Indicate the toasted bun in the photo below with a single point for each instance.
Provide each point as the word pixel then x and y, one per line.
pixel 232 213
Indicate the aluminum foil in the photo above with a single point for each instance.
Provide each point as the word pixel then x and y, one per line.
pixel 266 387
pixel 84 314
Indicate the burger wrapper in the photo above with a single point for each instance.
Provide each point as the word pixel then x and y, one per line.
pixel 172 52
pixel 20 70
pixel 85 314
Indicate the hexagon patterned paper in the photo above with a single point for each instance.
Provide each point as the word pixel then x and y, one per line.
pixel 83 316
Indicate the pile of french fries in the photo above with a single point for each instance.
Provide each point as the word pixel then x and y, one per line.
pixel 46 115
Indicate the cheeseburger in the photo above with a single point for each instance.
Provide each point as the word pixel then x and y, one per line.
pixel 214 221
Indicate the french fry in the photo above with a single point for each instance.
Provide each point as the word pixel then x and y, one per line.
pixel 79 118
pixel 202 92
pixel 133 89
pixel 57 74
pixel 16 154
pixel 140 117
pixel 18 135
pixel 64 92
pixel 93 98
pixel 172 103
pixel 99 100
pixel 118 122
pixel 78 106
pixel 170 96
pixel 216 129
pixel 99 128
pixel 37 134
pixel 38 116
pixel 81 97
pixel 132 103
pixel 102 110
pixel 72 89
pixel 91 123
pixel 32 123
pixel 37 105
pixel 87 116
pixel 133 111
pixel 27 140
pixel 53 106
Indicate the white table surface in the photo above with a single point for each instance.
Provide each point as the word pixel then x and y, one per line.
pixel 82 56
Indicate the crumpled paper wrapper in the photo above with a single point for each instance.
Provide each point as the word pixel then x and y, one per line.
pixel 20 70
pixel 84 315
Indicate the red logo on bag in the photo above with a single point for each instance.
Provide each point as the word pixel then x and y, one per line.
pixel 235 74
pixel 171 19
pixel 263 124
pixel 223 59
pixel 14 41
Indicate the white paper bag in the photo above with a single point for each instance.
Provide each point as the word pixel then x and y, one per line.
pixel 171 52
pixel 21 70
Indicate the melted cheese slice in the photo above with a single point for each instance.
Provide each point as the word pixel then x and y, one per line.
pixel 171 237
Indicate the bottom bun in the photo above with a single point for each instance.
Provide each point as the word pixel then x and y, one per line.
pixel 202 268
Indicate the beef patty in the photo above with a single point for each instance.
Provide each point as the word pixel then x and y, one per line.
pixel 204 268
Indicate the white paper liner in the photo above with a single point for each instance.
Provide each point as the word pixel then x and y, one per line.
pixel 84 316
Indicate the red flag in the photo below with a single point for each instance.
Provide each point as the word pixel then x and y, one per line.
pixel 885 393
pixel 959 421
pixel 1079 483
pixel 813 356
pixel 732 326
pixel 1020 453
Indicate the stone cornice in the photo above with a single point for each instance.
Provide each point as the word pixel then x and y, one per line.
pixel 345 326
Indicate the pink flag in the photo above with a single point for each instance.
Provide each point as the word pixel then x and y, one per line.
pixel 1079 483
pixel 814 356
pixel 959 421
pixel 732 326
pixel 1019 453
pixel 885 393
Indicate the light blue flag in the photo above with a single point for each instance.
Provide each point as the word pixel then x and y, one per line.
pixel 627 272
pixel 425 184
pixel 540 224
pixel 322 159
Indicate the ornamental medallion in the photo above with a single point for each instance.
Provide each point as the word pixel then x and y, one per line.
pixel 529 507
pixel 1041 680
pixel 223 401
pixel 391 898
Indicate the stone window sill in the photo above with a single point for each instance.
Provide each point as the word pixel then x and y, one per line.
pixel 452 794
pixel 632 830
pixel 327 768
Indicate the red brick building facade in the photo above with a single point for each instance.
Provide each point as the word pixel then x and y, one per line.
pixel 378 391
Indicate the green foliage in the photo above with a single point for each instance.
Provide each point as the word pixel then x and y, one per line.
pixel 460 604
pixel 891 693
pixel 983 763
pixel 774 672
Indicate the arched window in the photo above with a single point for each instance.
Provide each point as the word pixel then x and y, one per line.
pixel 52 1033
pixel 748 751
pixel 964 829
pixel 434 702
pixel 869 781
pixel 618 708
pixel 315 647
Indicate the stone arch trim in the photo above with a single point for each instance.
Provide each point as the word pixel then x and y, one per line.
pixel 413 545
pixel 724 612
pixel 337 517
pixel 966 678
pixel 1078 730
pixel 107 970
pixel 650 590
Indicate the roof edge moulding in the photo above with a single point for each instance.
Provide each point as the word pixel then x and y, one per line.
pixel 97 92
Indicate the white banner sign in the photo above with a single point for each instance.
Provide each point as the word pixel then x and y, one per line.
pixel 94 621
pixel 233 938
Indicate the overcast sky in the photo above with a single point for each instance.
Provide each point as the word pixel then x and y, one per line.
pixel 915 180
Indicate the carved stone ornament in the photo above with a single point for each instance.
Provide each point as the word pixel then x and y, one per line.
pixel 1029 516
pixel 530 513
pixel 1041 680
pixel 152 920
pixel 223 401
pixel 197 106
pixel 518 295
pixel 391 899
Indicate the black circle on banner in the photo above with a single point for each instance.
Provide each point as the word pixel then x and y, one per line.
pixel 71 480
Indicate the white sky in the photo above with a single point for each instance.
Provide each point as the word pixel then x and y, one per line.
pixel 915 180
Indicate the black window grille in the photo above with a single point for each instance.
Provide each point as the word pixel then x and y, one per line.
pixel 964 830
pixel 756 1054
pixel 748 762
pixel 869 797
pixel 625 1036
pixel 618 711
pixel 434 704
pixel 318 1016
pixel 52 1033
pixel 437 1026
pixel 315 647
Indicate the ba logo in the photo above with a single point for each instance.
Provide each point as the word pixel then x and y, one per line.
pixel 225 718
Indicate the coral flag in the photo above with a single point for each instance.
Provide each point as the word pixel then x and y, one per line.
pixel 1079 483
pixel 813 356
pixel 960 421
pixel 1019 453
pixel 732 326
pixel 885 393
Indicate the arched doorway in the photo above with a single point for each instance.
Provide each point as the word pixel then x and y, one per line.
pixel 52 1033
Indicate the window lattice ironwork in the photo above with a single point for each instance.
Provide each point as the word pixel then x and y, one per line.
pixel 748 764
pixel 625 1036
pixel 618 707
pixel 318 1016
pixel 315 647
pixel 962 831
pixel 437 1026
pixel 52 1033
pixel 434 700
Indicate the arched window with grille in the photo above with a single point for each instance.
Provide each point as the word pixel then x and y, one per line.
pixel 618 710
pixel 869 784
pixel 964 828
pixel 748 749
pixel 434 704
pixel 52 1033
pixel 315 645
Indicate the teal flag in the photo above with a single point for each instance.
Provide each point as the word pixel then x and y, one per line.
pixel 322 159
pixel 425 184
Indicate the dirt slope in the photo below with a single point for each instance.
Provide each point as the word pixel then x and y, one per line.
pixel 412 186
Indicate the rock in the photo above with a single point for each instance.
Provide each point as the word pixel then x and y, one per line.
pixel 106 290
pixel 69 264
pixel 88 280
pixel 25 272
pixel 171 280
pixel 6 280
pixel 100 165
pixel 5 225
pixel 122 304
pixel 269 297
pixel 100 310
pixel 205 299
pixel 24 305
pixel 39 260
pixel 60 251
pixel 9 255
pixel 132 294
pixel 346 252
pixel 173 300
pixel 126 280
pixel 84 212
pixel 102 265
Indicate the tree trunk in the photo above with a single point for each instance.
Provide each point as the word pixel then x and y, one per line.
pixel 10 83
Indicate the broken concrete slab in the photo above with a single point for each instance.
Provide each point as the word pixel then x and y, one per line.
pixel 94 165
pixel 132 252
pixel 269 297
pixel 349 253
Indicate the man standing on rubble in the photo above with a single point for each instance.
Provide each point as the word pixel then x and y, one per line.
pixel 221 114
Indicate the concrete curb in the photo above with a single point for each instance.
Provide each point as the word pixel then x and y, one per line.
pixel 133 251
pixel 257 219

----------------------------------------

→ WORK INSTRUCTION: Say how many lines in this listing hold the string "arched", giving the count and nothing more.

→ RESULT FOR THIS TASK: 3